*What you need to do:* Repeat each of these records exactly.

*Data excerpts:*

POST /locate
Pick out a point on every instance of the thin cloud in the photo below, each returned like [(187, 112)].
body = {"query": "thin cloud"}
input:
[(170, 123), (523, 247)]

*Task result:*
POST /locate
Pick out a point on every instance of the thin cloud in the photo below, each returned like [(187, 112)].
body = {"query": "thin cloud"}
input:
[(170, 123), (523, 247)]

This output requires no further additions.